=== MATERIAL FOR THE TASK ===

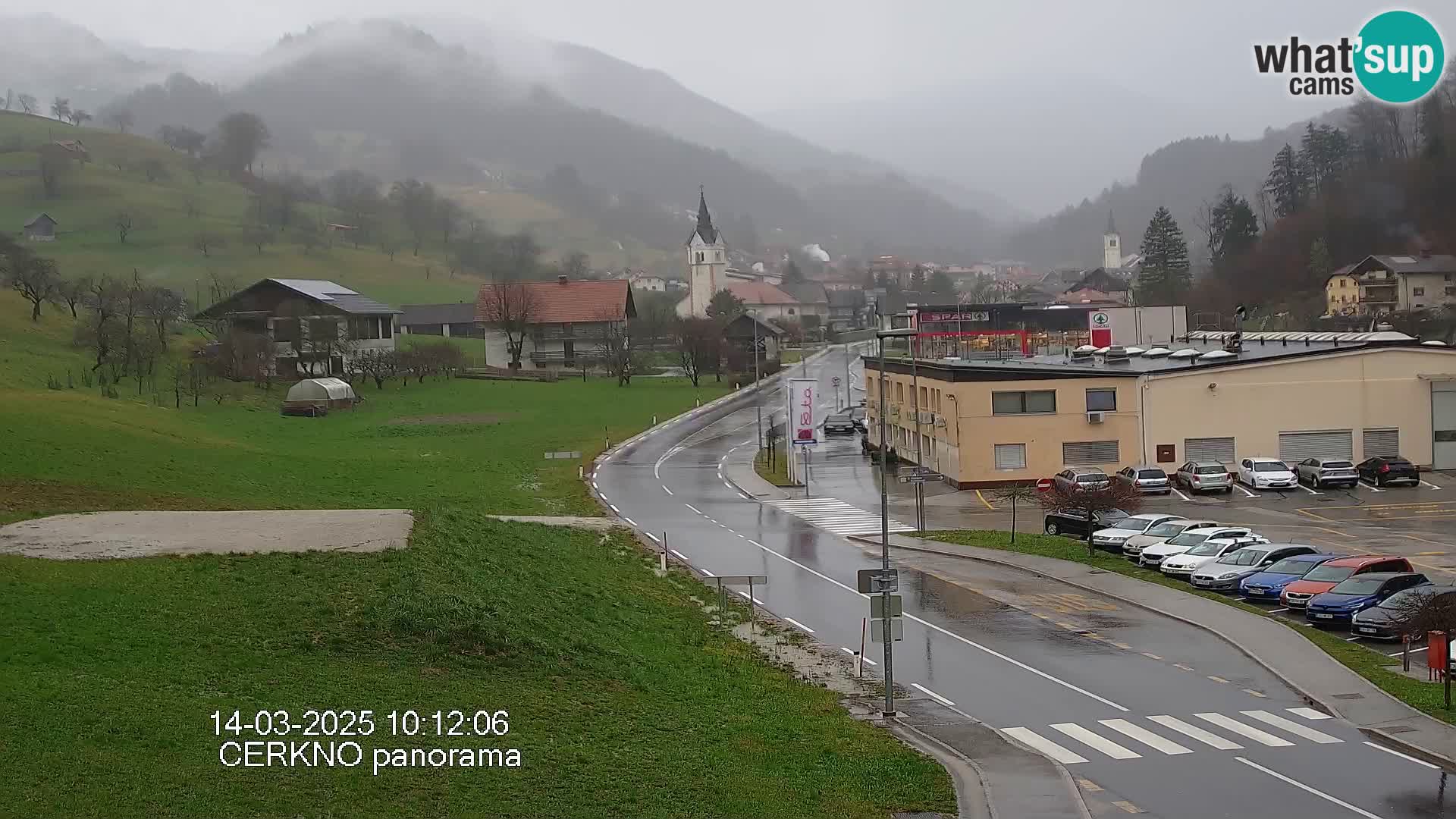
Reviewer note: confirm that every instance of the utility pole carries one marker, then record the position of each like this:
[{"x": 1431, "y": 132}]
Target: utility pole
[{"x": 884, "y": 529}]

===
=== MATERIAL FOR THE TASK ===

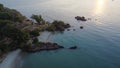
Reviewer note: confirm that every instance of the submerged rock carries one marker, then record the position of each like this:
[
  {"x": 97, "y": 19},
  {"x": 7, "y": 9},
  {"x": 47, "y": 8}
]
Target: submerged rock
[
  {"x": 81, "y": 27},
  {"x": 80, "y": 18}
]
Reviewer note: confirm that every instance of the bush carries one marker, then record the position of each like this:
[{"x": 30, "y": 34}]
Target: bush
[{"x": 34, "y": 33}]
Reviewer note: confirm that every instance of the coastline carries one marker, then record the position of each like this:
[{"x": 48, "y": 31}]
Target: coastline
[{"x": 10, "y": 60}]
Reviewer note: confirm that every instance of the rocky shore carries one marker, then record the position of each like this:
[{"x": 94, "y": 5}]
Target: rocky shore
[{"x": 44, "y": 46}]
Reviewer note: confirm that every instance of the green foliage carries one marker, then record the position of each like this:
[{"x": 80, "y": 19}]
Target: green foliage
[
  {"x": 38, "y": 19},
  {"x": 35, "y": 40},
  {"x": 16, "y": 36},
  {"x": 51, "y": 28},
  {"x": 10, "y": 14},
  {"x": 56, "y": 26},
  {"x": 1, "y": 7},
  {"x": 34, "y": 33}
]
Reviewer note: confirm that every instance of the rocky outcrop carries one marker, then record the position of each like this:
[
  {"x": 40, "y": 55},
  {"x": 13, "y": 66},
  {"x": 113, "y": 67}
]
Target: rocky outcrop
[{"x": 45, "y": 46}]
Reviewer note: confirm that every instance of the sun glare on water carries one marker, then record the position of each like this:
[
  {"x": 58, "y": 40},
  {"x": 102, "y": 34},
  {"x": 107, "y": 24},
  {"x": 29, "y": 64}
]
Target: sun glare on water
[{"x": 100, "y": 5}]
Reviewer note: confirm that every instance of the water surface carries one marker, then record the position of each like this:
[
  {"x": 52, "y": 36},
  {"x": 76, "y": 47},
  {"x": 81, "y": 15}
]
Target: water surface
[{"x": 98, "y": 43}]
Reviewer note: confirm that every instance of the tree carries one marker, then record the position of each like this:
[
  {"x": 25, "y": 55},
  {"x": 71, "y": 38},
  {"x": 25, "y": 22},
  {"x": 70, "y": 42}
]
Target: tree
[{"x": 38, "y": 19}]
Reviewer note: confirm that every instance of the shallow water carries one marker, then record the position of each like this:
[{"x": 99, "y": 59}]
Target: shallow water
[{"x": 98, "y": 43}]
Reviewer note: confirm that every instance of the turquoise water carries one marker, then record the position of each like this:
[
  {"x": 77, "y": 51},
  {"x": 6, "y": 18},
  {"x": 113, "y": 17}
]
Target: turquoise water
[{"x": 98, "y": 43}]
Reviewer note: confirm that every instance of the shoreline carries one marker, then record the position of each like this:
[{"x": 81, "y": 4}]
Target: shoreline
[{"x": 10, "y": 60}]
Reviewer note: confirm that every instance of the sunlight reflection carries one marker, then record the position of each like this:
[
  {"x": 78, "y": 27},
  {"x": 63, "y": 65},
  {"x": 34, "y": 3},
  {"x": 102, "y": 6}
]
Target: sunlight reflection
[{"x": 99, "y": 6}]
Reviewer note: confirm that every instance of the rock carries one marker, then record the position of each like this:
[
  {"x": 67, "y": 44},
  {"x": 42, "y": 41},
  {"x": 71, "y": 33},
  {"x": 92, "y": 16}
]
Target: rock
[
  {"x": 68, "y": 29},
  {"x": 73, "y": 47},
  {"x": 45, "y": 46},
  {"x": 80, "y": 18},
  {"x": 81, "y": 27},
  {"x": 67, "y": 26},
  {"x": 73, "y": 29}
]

===

● WHAT IS REQUIRED
Show each line of the items above that contains the word "coastline".

● TASK ANSWER
Reviewer note: confirm that every instance of the coastline carries one marker, then record the position of each like this:
Target: coastline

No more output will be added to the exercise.